Data entries:

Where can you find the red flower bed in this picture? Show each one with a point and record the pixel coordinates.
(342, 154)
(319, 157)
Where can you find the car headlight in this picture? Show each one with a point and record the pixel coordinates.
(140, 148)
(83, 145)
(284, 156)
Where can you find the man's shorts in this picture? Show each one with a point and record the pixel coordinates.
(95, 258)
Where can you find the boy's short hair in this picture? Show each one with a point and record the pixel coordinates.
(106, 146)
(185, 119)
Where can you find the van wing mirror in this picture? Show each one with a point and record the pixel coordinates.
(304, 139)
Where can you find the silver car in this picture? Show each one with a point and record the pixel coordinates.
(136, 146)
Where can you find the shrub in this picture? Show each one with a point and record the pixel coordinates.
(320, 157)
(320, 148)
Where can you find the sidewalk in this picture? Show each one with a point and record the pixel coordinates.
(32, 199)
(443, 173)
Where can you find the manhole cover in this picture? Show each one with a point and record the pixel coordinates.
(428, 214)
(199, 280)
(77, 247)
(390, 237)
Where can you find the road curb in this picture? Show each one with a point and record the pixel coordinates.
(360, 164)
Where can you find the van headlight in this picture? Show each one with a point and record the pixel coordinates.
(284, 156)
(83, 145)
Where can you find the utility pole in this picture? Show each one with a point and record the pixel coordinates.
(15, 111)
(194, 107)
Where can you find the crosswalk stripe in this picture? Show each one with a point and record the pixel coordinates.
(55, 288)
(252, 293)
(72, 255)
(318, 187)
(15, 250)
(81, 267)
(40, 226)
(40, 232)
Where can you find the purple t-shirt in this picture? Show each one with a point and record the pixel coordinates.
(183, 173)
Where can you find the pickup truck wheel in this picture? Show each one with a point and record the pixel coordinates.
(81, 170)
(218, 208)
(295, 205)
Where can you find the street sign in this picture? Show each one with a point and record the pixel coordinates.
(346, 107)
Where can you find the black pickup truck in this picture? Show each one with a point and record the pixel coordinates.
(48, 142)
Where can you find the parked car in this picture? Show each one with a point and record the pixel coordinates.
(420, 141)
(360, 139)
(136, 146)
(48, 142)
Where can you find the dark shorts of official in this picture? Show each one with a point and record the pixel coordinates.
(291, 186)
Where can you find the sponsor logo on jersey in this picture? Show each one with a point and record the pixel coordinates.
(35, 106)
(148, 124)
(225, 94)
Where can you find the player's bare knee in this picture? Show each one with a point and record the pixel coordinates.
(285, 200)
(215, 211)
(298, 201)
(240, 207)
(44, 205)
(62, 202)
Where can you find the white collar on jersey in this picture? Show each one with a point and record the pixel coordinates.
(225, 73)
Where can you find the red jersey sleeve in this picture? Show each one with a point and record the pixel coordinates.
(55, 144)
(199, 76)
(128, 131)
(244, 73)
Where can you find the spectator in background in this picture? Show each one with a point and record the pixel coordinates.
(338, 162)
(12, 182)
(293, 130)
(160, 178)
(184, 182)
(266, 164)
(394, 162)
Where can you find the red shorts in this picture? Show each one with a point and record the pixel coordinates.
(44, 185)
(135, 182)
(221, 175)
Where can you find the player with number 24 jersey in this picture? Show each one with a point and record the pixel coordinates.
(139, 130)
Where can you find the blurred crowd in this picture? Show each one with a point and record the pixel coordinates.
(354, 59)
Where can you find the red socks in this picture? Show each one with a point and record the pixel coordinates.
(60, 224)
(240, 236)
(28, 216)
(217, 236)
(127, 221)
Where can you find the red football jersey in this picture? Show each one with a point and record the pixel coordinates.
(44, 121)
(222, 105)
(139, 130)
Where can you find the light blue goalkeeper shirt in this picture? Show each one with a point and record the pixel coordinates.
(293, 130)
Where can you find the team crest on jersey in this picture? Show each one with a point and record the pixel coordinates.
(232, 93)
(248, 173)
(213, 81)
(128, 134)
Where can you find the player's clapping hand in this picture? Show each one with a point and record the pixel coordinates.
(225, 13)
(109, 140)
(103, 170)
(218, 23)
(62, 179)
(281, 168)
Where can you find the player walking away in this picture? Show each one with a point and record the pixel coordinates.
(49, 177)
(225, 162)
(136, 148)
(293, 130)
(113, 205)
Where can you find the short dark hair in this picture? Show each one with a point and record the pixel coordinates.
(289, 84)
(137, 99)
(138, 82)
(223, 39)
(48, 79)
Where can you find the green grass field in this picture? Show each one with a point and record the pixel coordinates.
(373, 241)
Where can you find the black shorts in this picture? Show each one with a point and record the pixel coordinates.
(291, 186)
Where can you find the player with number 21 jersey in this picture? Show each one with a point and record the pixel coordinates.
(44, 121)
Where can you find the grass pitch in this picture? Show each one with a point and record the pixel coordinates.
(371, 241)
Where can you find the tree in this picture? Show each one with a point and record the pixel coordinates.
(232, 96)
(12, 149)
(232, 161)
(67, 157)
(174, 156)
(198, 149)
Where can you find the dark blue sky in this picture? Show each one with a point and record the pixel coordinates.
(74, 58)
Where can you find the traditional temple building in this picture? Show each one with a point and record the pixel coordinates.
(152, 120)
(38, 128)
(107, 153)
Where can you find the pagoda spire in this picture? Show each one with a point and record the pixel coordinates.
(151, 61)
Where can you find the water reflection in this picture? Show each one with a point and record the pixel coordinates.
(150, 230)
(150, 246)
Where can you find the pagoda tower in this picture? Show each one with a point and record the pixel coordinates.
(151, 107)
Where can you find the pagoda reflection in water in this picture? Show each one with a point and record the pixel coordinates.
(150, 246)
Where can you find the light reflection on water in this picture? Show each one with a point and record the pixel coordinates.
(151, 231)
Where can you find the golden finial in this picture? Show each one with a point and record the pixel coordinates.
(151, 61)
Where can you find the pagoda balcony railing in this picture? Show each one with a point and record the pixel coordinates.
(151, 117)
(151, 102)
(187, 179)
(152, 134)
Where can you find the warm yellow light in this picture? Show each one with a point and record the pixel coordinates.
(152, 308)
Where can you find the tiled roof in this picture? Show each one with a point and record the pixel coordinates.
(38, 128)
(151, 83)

What you need to do: Rewrite every row above as a JSON list of strings, with one string for each line and the blank lines left out.

Full output:
[
  "Where can you find the red flower bed in this picture? Show each one with a point and record the pixel coordinates.",
  "(342, 154)",
  "(319, 157)",
  "Where can you find the car headlight in this picture? Show each one with a point and record the pixel coordinates.",
  "(140, 148)",
  "(83, 145)",
  "(284, 156)",
  "Where can you find the man's shorts in this picture? Show each one with a point and record the pixel coordinates.",
  "(95, 258)",
  "Where can you find the boy's short hair in this picture? Show each one with a point and record the pixel coordinates.",
  "(106, 146)",
  "(185, 119)",
  "Where can you find the van wing mirror in this picture? Show each one with a point and record the pixel coordinates.",
  "(304, 139)",
  "Where can you find the silver car in this picture? Show each one with a point and record the pixel coordinates.",
  "(136, 146)",
  "Where can you find the shrub in this picture? Show each one with a point and record the pixel coordinates.",
  "(320, 157)",
  "(320, 148)",
  "Where can you find the sidewalk in this picture? Show each one with a point and record the pixel coordinates.",
  "(32, 199)",
  "(443, 173)",
  "Where can you find the manhole cover in this picture? Show each one with a point and record the pixel coordinates.",
  "(428, 214)",
  "(199, 280)",
  "(77, 247)",
  "(390, 237)",
  "Where can you find the road curb in this picture? Show each one with a point and record the pixel coordinates.",
  "(360, 164)",
  "Where can you find the van headlight in this picture? Show each one with a point and record the pixel coordinates.",
  "(284, 156)",
  "(83, 145)",
  "Where can you find the utility pole in this picture? Show each one with a point and record the pixel coordinates.",
  "(15, 111)",
  "(194, 107)",
  "Where can you find the crosswalk stripe in this picture? Show each one with a point and record the pixel coordinates.",
  "(55, 288)",
  "(252, 293)",
  "(72, 255)",
  "(318, 187)",
  "(15, 250)",
  "(81, 267)",
  "(40, 226)",
  "(40, 232)",
  "Where can you find the purple t-shirt in this picture? Show each one with a point and record the pixel coordinates.",
  "(183, 173)",
  "Where can you find the pickup truck wheel in this picture? Show each one with a point and record the pixel coordinates.",
  "(81, 170)",
  "(218, 208)",
  "(295, 205)",
  "Where can you find the street sign in this picture? Show each one with a point and record the pixel coordinates.",
  "(346, 107)",
  "Where can you find the black pickup truck in this picture? Show each one with a point and record the pixel coordinates.",
  "(48, 142)",
  "Where can you find the parked car in this picture? Show each one with a point and record the pixel coordinates.",
  "(420, 141)",
  "(360, 139)",
  "(136, 146)",
  "(48, 142)",
  "Where can you find the dark shorts of official in this picture? Show each one with a point and record the pixel coordinates.",
  "(291, 186)",
  "Where can you find the sponsor logo on jersey in this picture? Show each one with a point and record the pixel coordinates.",
  "(35, 106)",
  "(148, 124)",
  "(225, 94)",
  "Where can you find the player's bare knee in this picture? Show each one with a point and record the pixel coordinates.",
  "(285, 200)",
  "(215, 211)",
  "(298, 201)",
  "(240, 207)",
  "(44, 205)",
  "(62, 202)",
  "Where can you find the white collar on jersey in this picture? Show each one with a point and record the pixel coordinates.",
  "(225, 73)",
  "Where can you find the red jersey sleeve in this picture? Show each one with a point and record the pixel coordinates.",
  "(55, 144)",
  "(199, 76)",
  "(128, 131)",
  "(244, 73)",
  "Where can you find the spectator in background in this picture? Show each one with a point and record the pixel coordinates.",
  "(338, 162)",
  "(12, 182)",
  "(293, 130)",
  "(160, 178)",
  "(184, 182)",
  "(266, 164)",
  "(394, 162)",
  "Where can you find the red shorts in this picture? Show each one with a point and record the pixel coordinates.",
  "(44, 185)",
  "(135, 182)",
  "(221, 175)",
  "Where can you find the player with number 24 jersey in this picture? Show each one with a point and record the pixel coordinates.",
  "(139, 130)",
  "Where can you find the blurred crowd in this picture? Show each one with a point and record the pixel coordinates.",
  "(354, 59)",
  "Where can you find the red socks in this picture? Show each one with a point and record the pixel coordinates.",
  "(60, 224)",
  "(240, 236)",
  "(28, 216)",
  "(217, 236)",
  "(127, 221)",
  "Where can you find the red football jersey in this picture? Show each one with a point and record the pixel coordinates.",
  "(44, 121)",
  "(222, 105)",
  "(139, 130)",
  "Where can you find the light blue goalkeeper shirt in this picture? Show each one with a point and record the pixel coordinates.",
  "(293, 130)",
  "Where can you find the team crest on jersey in this picture? Show each one with a point and record the pixel coordinates.",
  "(232, 93)",
  "(248, 173)",
  "(213, 81)",
  "(128, 134)",
  "Where can you find the player's clapping hand in this picture? Show each one with a point and record the pixel coordinates.",
  "(225, 13)",
  "(109, 140)",
  "(103, 170)",
  "(218, 23)",
  "(62, 179)",
  "(281, 168)",
  "Where can you find the player walking away in this picture? Show each one with a point and record the pixel coordinates.",
  "(49, 177)",
  "(225, 162)",
  "(136, 148)",
  "(293, 130)",
  "(113, 205)",
  "Where can you find the short dark hair in this picture? Show each one with a point and record the pixel coordinates.",
  "(289, 84)",
  "(137, 99)",
  "(138, 82)",
  "(223, 39)",
  "(48, 79)",
  "Where can you find the green grass field in this picture? Show each one with a point and record the pixel coordinates.",
  "(373, 241)",
  "Where can you find the black shorts in this picture? Show each one with a point and record the pixel coordinates.",
  "(291, 186)",
  "Where can you find the player with number 21 jersey in this picture? Show each one with a point and record the pixel coordinates.",
  "(44, 121)",
  "Where can you find the grass pitch in this picture? Show each one with a point and record the pixel coordinates.",
  "(371, 241)",
  "Where can you find the tree in this picture? Show each one with a point and record the pixel coordinates.",
  "(232, 96)",
  "(12, 149)",
  "(232, 161)",
  "(67, 157)",
  "(174, 156)",
  "(198, 149)",
  "Where can you find the dark blue sky in this picture? Show each one with a point and record the pixel coordinates.",
  "(74, 58)",
  "Where can you find the traditional temple building in this picture? Show each one with a point and record the pixel coordinates.",
  "(152, 120)",
  "(38, 128)",
  "(107, 153)",
  "Where can you find the pagoda spire in this picture? Show each one with a point and record the pixel coordinates.",
  "(151, 61)",
  "Where can you find the water reflection in this picture? Show each one with a point and record the pixel coordinates.",
  "(150, 230)",
  "(150, 246)",
  "Where can you find the pagoda tower in this picture? Show each one with a point and record the pixel coordinates.",
  "(151, 107)",
  "Where can you find the pagoda reflection in water in this picture? Show each one with a point and record the pixel coordinates.",
  "(150, 246)",
  "Where can you find the light reflection on water in this picture? Show each one with a point and record the pixel coordinates.",
  "(151, 231)",
  "Where can you find the golden finial in this picture? Show each one with a point and record the pixel coordinates.",
  "(151, 61)",
  "Where can you find the pagoda balcony railing in this picture? Show each one with a point and record the pixel coordinates.",
  "(151, 117)",
  "(151, 102)",
  "(187, 179)",
  "(152, 134)",
  "Where can you find the warm yellow light in this picture? Show each one with a point and record the pixel coordinates.",
  "(152, 308)",
  "Where can you find the tiled roof in this picture? Show each one with a point and record the pixel coordinates.",
  "(38, 128)",
  "(151, 83)"
]